(Study questions):
(1) Decide whether each statement below agrees with the Kaelhub Cudmore profile. Answer yes or no for each, and quote the deciding words exactly. (a) As a teenager, Cudmore washed dishes in a tearoom in Duncan. (b) Clayoquot Wilderness Resort is an hour by boat from Tofino. (c) After leaving Victoria, Cudmore worked at destination resorts around the province for 11 years.
(2) Carry the Kaelhub Cudmore profile forward from its final sentence.

Chefs Corner: Kaelhub Cudmore, Roar, Tofino, B.C.


Kaelhub Cudmore is a home-grown success story. Born and raised on Vancouver Island, Cudmore spent his teen years washing dishes in a tiny tearoom in small-town Duncan, where he fell in love with the restaurant business. But his culinary career didn’t really take shape until he left his home town of Victoria.

“I decided to take things more seriously, work my way up and progress more. I left Victoria to work at destination resorts around the province for 11 years,” he says. “I did everything from fishing to heli-skiing and eventually found myself at Clayoquot Wilderness Resort, located in the Clayoquot Sound Biosphere Reserve, 30 minutes by boat from Tofino. I worked my way up to become senior sous chef. I spent eight years doing that, which is really when I started standing on my own two feet in a big way.”

(Excerpted records):
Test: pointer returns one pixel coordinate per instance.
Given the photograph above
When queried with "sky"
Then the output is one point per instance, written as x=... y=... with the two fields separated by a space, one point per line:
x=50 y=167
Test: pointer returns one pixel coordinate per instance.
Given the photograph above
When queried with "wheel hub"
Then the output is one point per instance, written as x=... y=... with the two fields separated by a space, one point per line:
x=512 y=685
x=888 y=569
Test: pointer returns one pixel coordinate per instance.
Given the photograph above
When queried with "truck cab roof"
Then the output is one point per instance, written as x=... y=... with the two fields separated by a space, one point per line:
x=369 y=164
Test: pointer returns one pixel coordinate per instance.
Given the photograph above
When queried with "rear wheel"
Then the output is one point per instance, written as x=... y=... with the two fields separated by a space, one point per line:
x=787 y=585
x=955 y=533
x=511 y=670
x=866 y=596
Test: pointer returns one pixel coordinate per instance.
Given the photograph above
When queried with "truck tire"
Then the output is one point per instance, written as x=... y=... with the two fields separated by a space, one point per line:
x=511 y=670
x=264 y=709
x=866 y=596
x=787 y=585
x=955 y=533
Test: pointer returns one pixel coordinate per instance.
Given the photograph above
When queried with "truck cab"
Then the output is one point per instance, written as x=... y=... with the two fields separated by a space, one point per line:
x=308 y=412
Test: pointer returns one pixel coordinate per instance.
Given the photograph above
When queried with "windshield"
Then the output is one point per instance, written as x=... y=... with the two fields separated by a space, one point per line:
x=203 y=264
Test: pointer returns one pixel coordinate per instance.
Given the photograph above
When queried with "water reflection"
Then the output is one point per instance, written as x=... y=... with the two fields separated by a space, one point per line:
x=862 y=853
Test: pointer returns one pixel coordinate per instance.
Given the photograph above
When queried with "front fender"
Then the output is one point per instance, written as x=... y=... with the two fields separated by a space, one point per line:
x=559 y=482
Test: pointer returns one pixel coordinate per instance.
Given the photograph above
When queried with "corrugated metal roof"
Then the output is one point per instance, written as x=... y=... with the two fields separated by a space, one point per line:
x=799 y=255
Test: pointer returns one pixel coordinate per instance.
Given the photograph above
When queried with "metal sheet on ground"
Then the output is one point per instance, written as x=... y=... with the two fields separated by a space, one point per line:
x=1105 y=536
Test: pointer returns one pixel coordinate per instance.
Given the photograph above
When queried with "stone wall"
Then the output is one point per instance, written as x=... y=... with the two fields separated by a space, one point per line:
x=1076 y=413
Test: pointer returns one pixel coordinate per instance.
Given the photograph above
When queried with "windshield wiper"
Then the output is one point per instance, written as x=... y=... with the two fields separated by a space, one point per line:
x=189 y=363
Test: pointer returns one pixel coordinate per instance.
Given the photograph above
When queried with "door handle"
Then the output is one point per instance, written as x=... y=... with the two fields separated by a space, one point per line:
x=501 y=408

(Responses in order):
(1)
(a) Yes: "Cudmore spent his teen years washing dishes in a tiny tearoom in small-town Duncan"
(b) No: "30 minutes by boat from Tofino"
(c) Yes: "I left Victoria to work at destination resorts around the province for 11 years"

(2)
Subsequently, he had the opportunity to work on three different cruiseships, opening restaurants for American chef, Thomas Keller. He then landed at the iconic Fairmont Empress, where he worked for three years as a banquet chef until the beginning of the pandemic.

His many achievements have been earned through skill and experience, as opposed to the traditional culinary-school route. Twice he attended school — once for computer programming and a second time for media studies majoring in photography — but he never felt the same fulfillment as he did when working in a kitchen.

“I’m a firm believer in doing what comes easily to you and what just feels right. And it always just felt right. The kitchen is a natural place for me to be.”

In June, Cudmore took the reins as executive chef at Roar, the onsite restaurant at Hotel Zed Tofino. Roar is an open live-fire, interactive kitchen and charcoal-fuelled restaurant rooted in “respect and rebellion.”

“I personally rebel against the status quo of kitchens,” says Cudmore. “Respect towards all the people around me is paramount — the most important thing we do here in the kitchen is support and respect each other; and that comes before the food. The mindset that we’re all in here to do well for each other is what leads the kitchen.”

Cudmore says launching Roar during a pandemic is a testament to the resiliency of the industry. “Each and every one of us is a lot stronger and resilient than we initially thought.”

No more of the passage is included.